▶ [ZU ERLEDIGEN]: Übertrage die Zeilen des folgenden Materials in eine JSON-Liste aus Zeichenketten, eine Zeichenkette pro Zeile, und lass Leerzeilen weg.

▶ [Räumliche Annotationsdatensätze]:
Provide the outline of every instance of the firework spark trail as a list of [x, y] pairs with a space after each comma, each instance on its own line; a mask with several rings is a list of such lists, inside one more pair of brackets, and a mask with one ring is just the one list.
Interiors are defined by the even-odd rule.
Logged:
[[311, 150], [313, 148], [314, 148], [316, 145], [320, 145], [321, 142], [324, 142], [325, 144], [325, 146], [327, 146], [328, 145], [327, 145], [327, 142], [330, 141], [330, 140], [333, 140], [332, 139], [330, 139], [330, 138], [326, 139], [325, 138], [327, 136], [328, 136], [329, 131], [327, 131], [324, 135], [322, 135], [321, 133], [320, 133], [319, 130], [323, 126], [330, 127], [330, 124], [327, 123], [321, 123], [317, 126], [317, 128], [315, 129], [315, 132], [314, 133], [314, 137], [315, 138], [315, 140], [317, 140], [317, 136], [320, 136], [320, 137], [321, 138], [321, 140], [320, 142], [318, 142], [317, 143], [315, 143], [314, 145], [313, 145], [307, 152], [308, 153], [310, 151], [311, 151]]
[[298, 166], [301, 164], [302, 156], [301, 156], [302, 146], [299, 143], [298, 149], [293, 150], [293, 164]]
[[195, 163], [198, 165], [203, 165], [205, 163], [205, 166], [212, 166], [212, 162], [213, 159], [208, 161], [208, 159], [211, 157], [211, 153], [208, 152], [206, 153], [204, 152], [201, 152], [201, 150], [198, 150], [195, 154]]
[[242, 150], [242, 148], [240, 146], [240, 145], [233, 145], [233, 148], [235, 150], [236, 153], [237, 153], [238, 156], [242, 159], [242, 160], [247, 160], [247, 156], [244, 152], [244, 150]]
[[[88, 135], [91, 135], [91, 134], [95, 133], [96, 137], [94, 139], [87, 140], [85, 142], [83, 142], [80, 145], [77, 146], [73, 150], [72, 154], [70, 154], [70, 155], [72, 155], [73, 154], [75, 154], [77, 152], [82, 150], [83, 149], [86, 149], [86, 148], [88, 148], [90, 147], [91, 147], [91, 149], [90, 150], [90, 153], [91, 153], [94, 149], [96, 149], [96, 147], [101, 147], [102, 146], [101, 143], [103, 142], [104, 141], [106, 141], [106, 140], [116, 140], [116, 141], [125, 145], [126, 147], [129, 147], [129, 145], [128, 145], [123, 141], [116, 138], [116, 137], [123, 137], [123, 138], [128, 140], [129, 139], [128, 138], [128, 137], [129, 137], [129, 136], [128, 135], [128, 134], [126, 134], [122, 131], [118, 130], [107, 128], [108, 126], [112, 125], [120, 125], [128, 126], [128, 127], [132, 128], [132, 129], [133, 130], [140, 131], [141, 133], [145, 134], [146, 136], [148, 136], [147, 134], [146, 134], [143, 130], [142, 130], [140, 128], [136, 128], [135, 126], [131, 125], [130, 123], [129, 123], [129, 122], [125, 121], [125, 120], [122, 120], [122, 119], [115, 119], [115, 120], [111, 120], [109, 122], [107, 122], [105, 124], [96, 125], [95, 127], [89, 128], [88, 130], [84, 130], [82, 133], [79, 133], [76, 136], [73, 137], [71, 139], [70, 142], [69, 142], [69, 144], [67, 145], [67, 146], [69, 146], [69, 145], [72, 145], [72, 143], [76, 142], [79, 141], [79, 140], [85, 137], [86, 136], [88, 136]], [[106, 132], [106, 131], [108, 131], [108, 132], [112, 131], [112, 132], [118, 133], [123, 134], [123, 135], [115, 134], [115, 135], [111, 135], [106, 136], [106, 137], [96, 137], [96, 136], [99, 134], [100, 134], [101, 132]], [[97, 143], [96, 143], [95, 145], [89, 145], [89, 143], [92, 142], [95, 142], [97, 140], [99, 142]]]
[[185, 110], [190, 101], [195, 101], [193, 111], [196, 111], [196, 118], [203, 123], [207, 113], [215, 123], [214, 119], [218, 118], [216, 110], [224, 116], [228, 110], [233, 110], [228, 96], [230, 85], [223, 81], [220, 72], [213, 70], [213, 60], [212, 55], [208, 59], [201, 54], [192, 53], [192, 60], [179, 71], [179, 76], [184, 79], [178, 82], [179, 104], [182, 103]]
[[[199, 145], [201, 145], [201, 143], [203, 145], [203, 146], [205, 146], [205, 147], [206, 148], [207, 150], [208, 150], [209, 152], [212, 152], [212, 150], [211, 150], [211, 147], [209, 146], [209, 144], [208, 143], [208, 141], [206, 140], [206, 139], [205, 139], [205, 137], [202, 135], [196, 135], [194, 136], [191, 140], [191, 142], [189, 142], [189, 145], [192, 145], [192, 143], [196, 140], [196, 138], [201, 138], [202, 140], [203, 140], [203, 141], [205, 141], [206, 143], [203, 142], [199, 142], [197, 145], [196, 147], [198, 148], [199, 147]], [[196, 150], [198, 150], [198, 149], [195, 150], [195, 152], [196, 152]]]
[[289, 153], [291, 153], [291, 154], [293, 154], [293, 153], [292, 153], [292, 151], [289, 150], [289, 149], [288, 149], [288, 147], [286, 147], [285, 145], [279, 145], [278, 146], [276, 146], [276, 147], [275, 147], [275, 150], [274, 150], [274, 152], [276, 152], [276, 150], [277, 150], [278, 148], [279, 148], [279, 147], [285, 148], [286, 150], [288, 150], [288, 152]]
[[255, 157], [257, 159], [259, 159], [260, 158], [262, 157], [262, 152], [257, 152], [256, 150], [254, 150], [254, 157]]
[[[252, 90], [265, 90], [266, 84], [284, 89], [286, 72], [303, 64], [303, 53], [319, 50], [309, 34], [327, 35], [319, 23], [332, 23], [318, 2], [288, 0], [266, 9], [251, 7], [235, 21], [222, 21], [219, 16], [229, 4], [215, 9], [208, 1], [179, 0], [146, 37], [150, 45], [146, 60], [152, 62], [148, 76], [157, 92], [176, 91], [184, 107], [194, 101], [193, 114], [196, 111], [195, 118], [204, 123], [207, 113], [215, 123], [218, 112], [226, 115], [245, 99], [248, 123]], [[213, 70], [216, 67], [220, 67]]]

▶ [ANTWORT]:
[
  "Provide the outline of every instance of the firework spark trail as a list of [x, y] pairs with a space after each comma, each instance on its own line; a mask with several rings is a list of such lists, inside one more pair of brackets, and a mask with one ring is just the one list.",
  "Interiors are defined by the even-odd rule.",
  "Logged:",
  "[[311, 150], [313, 148], [314, 148], [316, 145], [320, 145], [321, 142], [324, 142], [325, 144], [325, 146], [327, 146], [328, 145], [327, 145], [327, 142], [330, 141], [330, 140], [333, 140], [332, 139], [330, 139], [330, 138], [326, 139], [325, 138], [327, 136], [328, 136], [329, 131], [327, 131], [324, 135], [322, 135], [321, 133], [320, 133], [319, 130], [323, 126], [330, 127], [330, 124], [327, 123], [321, 123], [317, 126], [317, 128], [315, 129], [315, 132], [314, 133], [314, 137], [315, 138], [315, 140], [317, 140], [317, 136], [320, 136], [320, 137], [321, 138], [321, 140], [320, 142], [318, 142], [317, 143], [315, 143], [314, 145], [313, 145], [307, 152], [308, 153], [310, 151], [311, 151]]",
  "[[298, 166], [301, 164], [302, 156], [301, 156], [302, 146], [299, 143], [298, 149], [293, 150], [293, 164]]",
  "[[195, 163], [198, 165], [203, 165], [205, 163], [205, 166], [212, 166], [212, 162], [213, 159], [208, 161], [208, 159], [211, 157], [211, 153], [208, 152], [206, 153], [204, 152], [201, 152], [201, 150], [198, 150], [195, 154]]",
  "[[242, 150], [242, 148], [240, 146], [240, 145], [233, 145], [233, 148], [235, 150], [236, 153], [237, 153], [238, 156], [242, 159], [242, 160], [247, 160], [247, 156], [244, 152], [244, 150]]",
  "[[[88, 135], [91, 135], [91, 134], [95, 133], [96, 137], [94, 139], [87, 140], [85, 142], [83, 142], [80, 145], [77, 146], [73, 150], [72, 154], [70, 154], [70, 155], [72, 155], [73, 154], [75, 154], [77, 152], [82, 150], [83, 149], [86, 149], [86, 148], [88, 148], [90, 147], [91, 147], [91, 149], [90, 150], [90, 153], [91, 153], [94, 149], [96, 149], [96, 147], [101, 147], [102, 146], [101, 143], [103, 142], [104, 141], [106, 141], [106, 140], [116, 140], [116, 141], [125, 145], [126, 147], [129, 147], [129, 145], [128, 145], [123, 141], [116, 138], [116, 137], [123, 137], [123, 138], [128, 140], [129, 139], [128, 138], [128, 137], [129, 137], [129, 136], [128, 135], [128, 134], [126, 134], [122, 131], [118, 130], [107, 128], [108, 126], [112, 125], [120, 125], [128, 126], [128, 127], [132, 128], [132, 129], [133, 130], [140, 131], [141, 133], [145, 134], [146, 136], [148, 136], [147, 134], [146, 134], [143, 130], [142, 130], [140, 128], [136, 128], [135, 126], [131, 125], [130, 123], [129, 123], [129, 122], [125, 121], [125, 120], [122, 120], [122, 119], [115, 119], [115, 120], [111, 120], [109, 122], [107, 122], [105, 124], [96, 125], [95, 127], [89, 128], [88, 130], [84, 130], [82, 133], [79, 133], [76, 136], [73, 137], [71, 139], [70, 142], [69, 142], [69, 144], [67, 145], [67, 146], [69, 146], [69, 145], [72, 145], [72, 143], [76, 142], [79, 141], [79, 140], [85, 137], [86, 136], [88, 136]], [[106, 132], [106, 131], [108, 131], [108, 132], [112, 131], [112, 132], [118, 133], [123, 134], [123, 135], [115, 134], [115, 135], [111, 135], [106, 136], [106, 137], [96, 137], [96, 136], [99, 134], [100, 134], [101, 132]], [[97, 143], [96, 143], [95, 145], [89, 145], [89, 143], [92, 142], [95, 142], [97, 140], [99, 142]]]",
  "[[185, 110], [190, 101], [195, 101], [193, 111], [196, 111], [196, 118], [203, 123], [207, 113], [215, 123], [214, 119], [218, 118], [216, 110], [224, 116], [228, 110], [233, 110], [228, 96], [230, 85], [223, 81], [220, 72], [213, 70], [213, 60], [212, 55], [208, 59], [201, 54], [192, 53], [192, 60], [179, 71], [179, 76], [184, 79], [178, 82], [179, 104], [182, 103]]",
  "[[[199, 145], [201, 145], [201, 143], [203, 145], [203, 146], [205, 146], [205, 147], [206, 148], [207, 150], [208, 150], [209, 152], [212, 152], [212, 150], [211, 150], [211, 147], [209, 146], [209, 144], [208, 143], [208, 141], [206, 140], [206, 139], [205, 139], [205, 137], [202, 135], [196, 135], [194, 136], [191, 140], [191, 142], [189, 142], [189, 145], [192, 145], [192, 143], [196, 140], [196, 138], [201, 138], [202, 140], [203, 140], [203, 141], [205, 141], [206, 143], [203, 142], [199, 142], [197, 145], [196, 147], [198, 148], [199, 147]], [[196, 150], [198, 150], [198, 149], [195, 150], [195, 152], [196, 152]]]",
  "[[289, 153], [291, 153], [291, 154], [293, 154], [293, 153], [292, 153], [292, 151], [289, 150], [289, 149], [288, 149], [288, 147], [286, 147], [285, 145], [279, 145], [278, 146], [276, 146], [276, 147], [275, 147], [275, 150], [274, 150], [274, 152], [276, 152], [276, 150], [277, 150], [278, 148], [279, 148], [279, 147], [285, 148], [286, 150], [288, 150], [288, 152]]",
  "[[255, 157], [257, 159], [259, 159], [260, 158], [262, 157], [262, 152], [257, 152], [256, 150], [254, 150], [254, 157]]",
  "[[[252, 90], [265, 90], [266, 84], [284, 89], [286, 72], [303, 64], [303, 53], [319, 50], [309, 34], [327, 35], [319, 23], [332, 23], [318, 2], [288, 0], [266, 9], [251, 7], [235, 21], [222, 21], [219, 16], [229, 4], [215, 9], [208, 1], [179, 0], [146, 37], [150, 45], [146, 60], [152, 62], [148, 76], [157, 92], [176, 91], [184, 107], [194, 101], [193, 114], [196, 111], [195, 118], [204, 123], [207, 113], [215, 123], [218, 112], [226, 115], [245, 99], [248, 123]], [[213, 70], [216, 67], [220, 67]]]"
]